PREGUNTAS
A) Reproduce literalmente el fragmento del texto proporcionado comprendido entre "Descendiendo la cuesta" y "caos con precisión.", ambos incluidos.
B) Enumera todas las edades expresadas con una cifra concreta de años que aparecen en el texto proporcionado.

TEXTO PROPORCIONADO
- - - -

Ya estoy, de hecho hace años que lo estoy, en esa fase. Ahora comprendo cuando mi suegro decía que se había encontrado a un mozo, y éste tenía sesenta años. ¡A mí me pasa lo mismo! Para mí alguien de cuarenta años es un chico. Incluso de cincuenta. Qué poder inmenso tiene el tiempo para cambiar la perspectiva y la proporcionalidad de las cosas.

Volviendo a casa a las siete de la tarde, con el cerebro casi derretido después de tantas horas de atención al público, me he cruzado con Kinda, a quien conozco desde que vine a trabajar aquí. Tiene la nacionalidad española desde hace ya unos cuantos años. Hemos charlado unos minutos. ¿Qué tal tu familia? Bien. ¿Y la tuya? Bien, bien, Jesús. Iba en bicicleta y ha desmontado para charlar conmigo un momento. ¿Trabajas?, le he preguntado. "Sí", ha dicho con una sonrisa blanca en su rostro oscuro, "todo está bien".

Descendiendo la cuesta junto al río que lleva a mi casa he visto el coche de mi hijo aparcado junto a la acera. La toalla que utiliza en el gimnasio estaba en el asiento del copiloto, imagino que todavía húmeda. Es un desastre. Tiene veintiún años y un corazón más grande que este edificio, pero en cuanto a esos detalles es un desastre total y absolutamente. Su dormitorio es territorio tabú. Yo no puedo entrar porque me gusta el orden y aquello es como una habitación engullida por un agujero negro inmovilizada en el tiempo. Ni siquiera yo podría describir tal caos con precisión.

- - - -

Entradas de datos recopiladas:
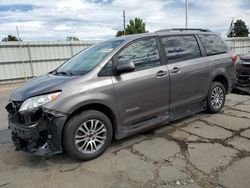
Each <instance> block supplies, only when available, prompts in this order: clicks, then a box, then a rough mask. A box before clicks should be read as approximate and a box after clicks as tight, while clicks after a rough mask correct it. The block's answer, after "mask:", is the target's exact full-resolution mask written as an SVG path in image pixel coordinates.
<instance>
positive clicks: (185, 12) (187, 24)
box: [185, 0, 188, 29]
mask: <svg viewBox="0 0 250 188" xmlns="http://www.w3.org/2000/svg"><path fill="white" fill-rule="evenodd" d="M185 14H186V21H185V26H186V29H187V28H188V0H185Z"/></svg>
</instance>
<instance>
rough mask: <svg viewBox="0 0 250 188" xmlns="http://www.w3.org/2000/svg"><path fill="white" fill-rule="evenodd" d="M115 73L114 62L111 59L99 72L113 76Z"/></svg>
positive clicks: (105, 74)
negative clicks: (113, 65) (100, 70)
mask: <svg viewBox="0 0 250 188" xmlns="http://www.w3.org/2000/svg"><path fill="white" fill-rule="evenodd" d="M112 75H113V63H112V60H110V61H109V62H108V63H107V64H106V65H105V66H104V67H103V68H102V70H101V71H100V72H99V74H98V76H101V77H102V76H112Z"/></svg>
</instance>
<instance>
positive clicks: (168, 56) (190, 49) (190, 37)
mask: <svg viewBox="0 0 250 188" xmlns="http://www.w3.org/2000/svg"><path fill="white" fill-rule="evenodd" d="M162 42H163V45H164V48H165V51H166V53H167V57H168V63H175V62H179V61H185V60H190V59H194V58H198V57H201V52H200V48H199V46H198V43H197V41H196V38H195V36H193V35H190V36H169V37H163V38H162Z"/></svg>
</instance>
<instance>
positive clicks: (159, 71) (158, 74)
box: [156, 70, 168, 77]
mask: <svg viewBox="0 0 250 188" xmlns="http://www.w3.org/2000/svg"><path fill="white" fill-rule="evenodd" d="M167 73H168V71H163V70H160V71H158V72H157V73H156V76H157V77H163V76H165V75H166V74H167Z"/></svg>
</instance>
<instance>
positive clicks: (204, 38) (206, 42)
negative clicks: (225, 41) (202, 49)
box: [198, 34, 227, 55]
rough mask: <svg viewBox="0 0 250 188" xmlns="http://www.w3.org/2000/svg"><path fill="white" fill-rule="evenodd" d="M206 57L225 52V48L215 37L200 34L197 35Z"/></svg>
mask: <svg viewBox="0 0 250 188" xmlns="http://www.w3.org/2000/svg"><path fill="white" fill-rule="evenodd" d="M198 37H199V38H200V40H201V42H202V44H203V46H204V48H205V50H206V53H207V55H216V54H222V53H226V52H227V46H226V45H225V43H224V42H223V41H222V40H221V39H220V37H218V36H217V35H211V34H202V35H198Z"/></svg>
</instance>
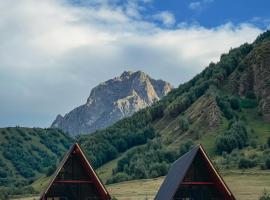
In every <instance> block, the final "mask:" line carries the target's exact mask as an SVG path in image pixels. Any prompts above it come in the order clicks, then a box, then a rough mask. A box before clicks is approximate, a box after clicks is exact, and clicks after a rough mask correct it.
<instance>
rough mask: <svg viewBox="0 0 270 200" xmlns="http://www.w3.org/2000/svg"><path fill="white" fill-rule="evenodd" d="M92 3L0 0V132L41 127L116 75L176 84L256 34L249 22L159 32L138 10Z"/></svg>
mask: <svg viewBox="0 0 270 200" xmlns="http://www.w3.org/2000/svg"><path fill="white" fill-rule="evenodd" d="M103 2H105V1H103ZM100 5H101V6H95V7H92V6H88V7H82V6H78V7H76V6H72V5H70V4H68V3H67V2H65V1H63V0H39V1H36V0H26V1H20V0H17V1H16V0H13V1H5V0H0V13H1V18H0V43H1V46H0V101H1V103H0V111H1V116H0V126H6V125H17V124H19V125H27V126H48V125H49V124H50V122H51V121H52V120H53V118H54V117H55V116H56V114H58V113H61V114H64V113H65V112H67V111H69V110H71V109H72V108H74V106H77V105H80V104H82V103H84V102H85V101H86V98H87V96H88V95H89V93H90V90H91V88H92V87H94V86H95V85H96V84H98V83H99V82H101V81H104V80H107V79H109V78H112V77H113V76H116V75H119V74H120V73H121V72H122V71H123V70H143V71H145V72H147V73H149V74H150V75H151V76H153V77H154V78H162V79H164V80H167V81H170V82H171V83H173V84H174V85H178V84H179V83H182V82H184V81H187V80H188V79H190V78H191V77H192V76H194V75H195V74H197V73H198V72H200V71H201V70H202V69H203V67H204V66H206V65H207V64H208V63H209V62H210V61H217V60H218V58H219V56H220V54H221V53H224V52H227V51H228V50H229V49H230V48H231V47H236V46H238V45H240V44H242V43H244V42H251V41H253V40H254V39H255V37H256V36H257V35H258V34H259V33H260V32H261V30H260V29H258V28H256V27H254V26H252V25H250V24H242V25H237V26H235V25H233V24H225V25H222V26H220V27H216V28H212V29H207V28H204V27H201V26H199V25H196V26H188V25H186V26H180V27H179V28H177V29H167V28H160V27H158V26H157V25H156V24H154V23H150V22H148V21H144V20H143V19H141V18H140V17H138V16H139V14H140V12H138V13H137V14H138V15H137V14H136V12H134V13H133V14H131V13H132V12H129V13H128V12H127V10H126V8H125V7H121V6H115V5H114V6H110V5H109V4H108V3H104V4H100ZM137 11H139V10H138V9H137ZM136 15H137V17H136ZM167 17H168V16H167ZM165 18H166V17H164V16H163V19H161V20H162V21H163V23H164V25H167V26H169V25H173V24H174V23H175V21H174V18H173V17H172V16H171V18H170V17H168V18H167V19H165Z"/></svg>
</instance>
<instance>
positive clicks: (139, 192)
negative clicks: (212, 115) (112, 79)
mask: <svg viewBox="0 0 270 200" xmlns="http://www.w3.org/2000/svg"><path fill="white" fill-rule="evenodd" d="M223 177H224V179H225V181H226V183H227V184H228V185H229V187H230V189H231V190H232V192H233V193H234V195H235V197H236V199H237V200H257V199H258V198H259V196H260V194H261V193H262V191H263V190H264V189H267V190H270V171H257V172H256V171H247V172H240V171H234V172H227V173H226V174H224V176H223ZM162 181H163V177H160V178H156V179H145V180H136V181H128V182H122V183H117V184H112V185H108V186H107V189H108V191H109V192H110V194H111V195H112V196H114V197H116V198H117V199H118V200H145V199H148V200H151V199H153V197H154V196H155V194H156V193H157V191H158V189H159V187H160V185H161V183H162ZM15 199H16V198H15ZM18 199H20V200H34V199H38V198H37V197H24V198H17V200H18Z"/></svg>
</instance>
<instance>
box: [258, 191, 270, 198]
mask: <svg viewBox="0 0 270 200" xmlns="http://www.w3.org/2000/svg"><path fill="white" fill-rule="evenodd" d="M259 200H270V193H269V192H268V191H267V190H264V191H263V193H262V195H261V196H260V198H259Z"/></svg>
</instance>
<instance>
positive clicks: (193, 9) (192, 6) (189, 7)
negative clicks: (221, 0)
mask: <svg viewBox="0 0 270 200" xmlns="http://www.w3.org/2000/svg"><path fill="white" fill-rule="evenodd" d="M213 2H214V0H201V1H193V2H191V3H190V4H189V6H188V7H189V9H191V10H201V9H203V8H205V6H206V5H207V4H210V3H213Z"/></svg>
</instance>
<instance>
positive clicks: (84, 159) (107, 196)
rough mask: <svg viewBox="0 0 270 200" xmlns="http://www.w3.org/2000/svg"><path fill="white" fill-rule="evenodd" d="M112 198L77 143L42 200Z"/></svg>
mask: <svg viewBox="0 0 270 200" xmlns="http://www.w3.org/2000/svg"><path fill="white" fill-rule="evenodd" d="M110 199H111V197H110V195H109V193H108V191H107V190H106V188H105V187H104V185H103V184H102V183H101V181H100V179H99V178H98V176H97V174H96V173H95V171H94V169H93V168H92V167H91V165H90V163H89V162H88V160H87V158H86V157H85V155H84V153H83V152H82V150H81V148H80V146H79V145H78V144H77V143H75V144H74V145H73V146H72V147H71V148H70V150H69V151H68V153H67V154H66V156H65V157H64V159H63V160H62V162H61V163H60V165H59V168H58V169H57V170H56V172H55V174H54V176H53V178H52V180H51V182H50V184H49V186H48V187H47V188H46V189H45V191H44V192H43V193H42V194H41V197H40V200H110Z"/></svg>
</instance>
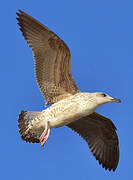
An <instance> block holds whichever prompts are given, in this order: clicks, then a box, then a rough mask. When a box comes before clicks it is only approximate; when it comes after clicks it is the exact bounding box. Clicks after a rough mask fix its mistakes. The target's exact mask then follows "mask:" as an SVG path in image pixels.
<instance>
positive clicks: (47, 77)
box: [17, 10, 79, 105]
mask: <svg viewBox="0 0 133 180" xmlns="http://www.w3.org/2000/svg"><path fill="white" fill-rule="evenodd" d="M19 12H20V13H17V15H18V18H17V20H18V22H19V23H18V24H19V26H20V30H21V31H22V33H23V36H24V38H25V39H26V40H27V42H28V44H29V46H30V47H31V48H32V50H33V54H34V58H35V71H36V77H37V82H38V85H39V87H40V89H41V92H42V94H43V96H44V98H45V99H46V104H47V105H48V104H52V103H54V102H57V101H59V100H61V99H63V98H65V97H67V96H69V95H71V94H75V93H77V92H79V89H78V88H77V86H76V84H75V82H74V80H73V77H72V73H71V65H70V56H71V55H70V51H69V48H68V47H67V45H66V44H65V43H64V42H63V41H62V40H61V39H60V38H59V37H58V36H57V35H56V34H54V33H53V32H52V31H50V30H49V29H48V28H47V27H46V26H44V25H42V24H41V23H39V22H38V21H37V20H35V19H34V18H32V17H31V16H29V15H28V14H26V13H24V12H23V11H21V10H19Z"/></svg>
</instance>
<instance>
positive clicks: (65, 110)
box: [48, 107, 94, 128]
mask: <svg viewBox="0 0 133 180" xmlns="http://www.w3.org/2000/svg"><path fill="white" fill-rule="evenodd" d="M93 112H94V110H88V109H87V110H86V111H85V110H84V111H83V110H80V109H78V108H77V107H75V108H74V107H73V108H72V109H71V108H69V109H65V110H64V111H62V110H61V111H60V112H58V113H57V114H56V115H55V116H51V117H50V118H49V120H48V121H49V125H50V127H51V128H53V127H54V128H55V127H60V126H65V125H67V124H69V123H71V122H73V121H76V120H78V119H80V118H82V117H85V116H87V115H89V114H91V113H93Z"/></svg>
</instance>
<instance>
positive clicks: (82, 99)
mask: <svg viewBox="0 0 133 180" xmlns="http://www.w3.org/2000/svg"><path fill="white" fill-rule="evenodd" d="M80 94H81V93H80ZM80 94H79V95H73V96H70V97H69V98H66V99H63V100H61V101H59V102H57V103H55V104H53V105H52V106H51V107H49V108H47V109H46V110H44V113H45V118H46V119H45V120H47V121H49V125H50V127H60V126H64V125H67V124H68V123H70V122H72V121H76V120H78V119H80V118H81V117H84V116H86V115H89V114H91V113H93V112H94V111H95V109H96V108H95V107H94V105H93V103H91V102H90V103H89V104H88V101H86V99H85V98H84V97H83V96H81V95H80ZM82 94H83V93H82Z"/></svg>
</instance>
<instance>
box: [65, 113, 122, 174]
mask: <svg viewBox="0 0 133 180" xmlns="http://www.w3.org/2000/svg"><path fill="white" fill-rule="evenodd" d="M67 126H68V127H69V128H71V129H72V130H74V131H75V132H77V133H78V134H79V135H80V136H81V137H83V138H84V139H85V140H86V142H87V143H88V146H89V148H90V150H91V152H92V153H93V155H94V156H95V158H96V160H98V161H99V164H102V166H103V167H104V168H105V169H109V170H113V171H115V169H116V167H117V165H118V161H119V142H118V137H117V134H116V127H115V126H114V124H113V123H112V121H111V120H110V119H108V118H106V117H104V116H102V115H100V114H98V113H96V112H94V113H93V114H91V115H89V116H87V117H84V118H81V119H80V120H77V121H75V122H72V123H70V124H68V125H67Z"/></svg>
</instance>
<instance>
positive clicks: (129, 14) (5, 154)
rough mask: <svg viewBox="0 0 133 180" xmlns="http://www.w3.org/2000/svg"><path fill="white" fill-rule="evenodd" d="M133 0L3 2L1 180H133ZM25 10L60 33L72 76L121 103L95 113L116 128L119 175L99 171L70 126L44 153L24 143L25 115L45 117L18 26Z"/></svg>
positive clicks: (58, 34)
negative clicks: (43, 114) (20, 136)
mask: <svg viewBox="0 0 133 180" xmlns="http://www.w3.org/2000/svg"><path fill="white" fill-rule="evenodd" d="M132 7H133V1H132V0H112V1H106V0H100V1H99V0H93V1H92V0H84V1H76V0H75V1H71V0H67V1H64V0H56V1H55V0H53V1H52V0H50V1H45V0H38V1H33V0H32V1H31V0H28V1H27V0H23V1H18V0H16V1H15V0H12V1H6V0H5V1H3V2H1V11H0V17H1V28H0V32H1V38H0V49H1V53H0V60H1V68H0V69H1V70H0V80H1V88H0V92H1V93H0V96H1V98H0V99H1V103H0V108H1V121H0V137H1V145H0V156H1V157H0V169H1V173H0V178H1V179H5V180H6V179H9V178H10V179H14V180H18V179H19V180H25V179H28V180H36V179H38V180H39V179H47V180H51V179H53V178H54V179H55V180H57V179H58V180H60V179H61V180H62V179H63V180H68V179H77V180H81V179H84V180H86V179H91V180H93V179H97V178H99V179H102V180H104V179H107V178H108V179H112V178H113V179H114V180H115V179H117V180H118V179H120V180H122V179H125V178H126V179H129V178H130V179H131V178H132V177H133V175H132V168H133V167H132V160H133V156H132V149H133V140H132V137H133V135H132V131H133V128H132V126H133V121H132V111H133V110H132V107H133V106H132V105H133V103H132V102H133V80H132V79H133V10H132V9H133V8H132ZM18 9H21V10H23V11H25V12H27V13H29V14H30V15H32V16H33V17H35V18H36V19H38V20H39V21H41V22H42V23H43V24H45V25H46V26H47V27H49V28H50V29H51V30H52V31H54V32H55V33H57V34H58V35H59V36H60V37H61V38H62V39H63V40H64V41H65V42H66V43H67V45H68V46H69V48H70V50H71V54H72V61H71V64H72V73H73V76H74V79H75V81H76V83H77V85H78V87H79V88H80V89H81V90H82V91H89V92H98V91H103V92H106V93H108V94H110V95H111V96H112V97H117V98H120V99H121V100H122V103H121V104H117V103H112V104H107V105H104V106H103V107H100V108H99V109H98V110H97V111H98V112H99V113H101V114H103V115H106V116H107V117H109V118H110V119H111V120H112V121H113V122H114V124H115V125H116V127H117V129H118V130H117V133H118V136H119V141H120V161H119V165H118V168H117V170H116V172H108V171H105V170H104V169H102V167H101V166H99V165H98V162H97V161H96V160H95V158H94V157H93V156H92V154H91V153H90V151H89V149H88V146H87V144H86V143H85V142H84V141H83V139H81V138H80V137H79V136H77V135H76V134H74V132H72V131H71V130H69V129H67V128H66V127H62V128H58V129H53V130H52V132H51V134H50V139H49V140H48V141H47V143H46V145H45V147H44V149H41V148H40V144H28V143H25V142H23V141H22V140H21V138H20V135H19V133H18V128H17V118H18V115H19V113H20V111H21V110H31V111H41V110H43V109H44V100H43V97H42V96H41V93H40V91H39V88H38V87H37V84H36V80H35V75H34V64H33V57H32V52H31V50H30V49H29V47H28V45H27V44H26V41H25V40H24V38H23V37H22V34H21V32H20V31H19V28H18V25H17V22H16V19H15V18H16V11H17V10H18Z"/></svg>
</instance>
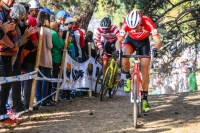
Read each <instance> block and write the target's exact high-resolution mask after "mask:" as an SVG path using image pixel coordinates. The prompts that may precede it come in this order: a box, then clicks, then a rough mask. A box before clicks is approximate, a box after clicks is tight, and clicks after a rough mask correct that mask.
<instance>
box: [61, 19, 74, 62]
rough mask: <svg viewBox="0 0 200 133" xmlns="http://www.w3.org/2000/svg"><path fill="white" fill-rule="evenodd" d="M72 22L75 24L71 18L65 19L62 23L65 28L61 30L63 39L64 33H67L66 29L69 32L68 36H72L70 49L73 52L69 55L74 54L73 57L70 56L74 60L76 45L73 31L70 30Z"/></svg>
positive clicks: (64, 36)
mask: <svg viewBox="0 0 200 133" xmlns="http://www.w3.org/2000/svg"><path fill="white" fill-rule="evenodd" d="M74 24H75V20H74V19H73V18H68V19H67V20H66V21H65V23H64V28H65V30H64V31H63V36H62V38H63V40H65V39H66V35H67V34H66V33H67V31H69V32H70V37H72V40H71V43H72V44H73V46H74V50H72V49H71V52H73V53H71V55H72V54H74V57H72V58H73V59H74V60H75V58H77V57H78V46H77V43H76V38H75V34H74V31H73V30H72V28H73V26H74Z"/></svg>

- - - -

RESPUESTAS ESPERADAS
A)
Descendiendo la cuesta junto al río que lleva a mi casa he visto el coche de mi hijo aparcado junto a la acera. La toalla que utiliza en el gimnasio estaba en el asiento del copiloto, imagino que todavía húmeda. Es un desastre. Tiene veintiún años y un corazón más grande que este edificio, pero en cuanto a esos detalles es un desastre total y absolutamente. Su dormitorio es territorio tabú. Yo no puedo entrar porque me gusta el orden y aquello es como una habitación engullida por un agujero negro inmovilizada en el tiempo. Ni siquiera yo podría describir tal caos con precisión.

B)
- Sesenta años
- Cuarenta años
- Cincuenta años
- Veintiún años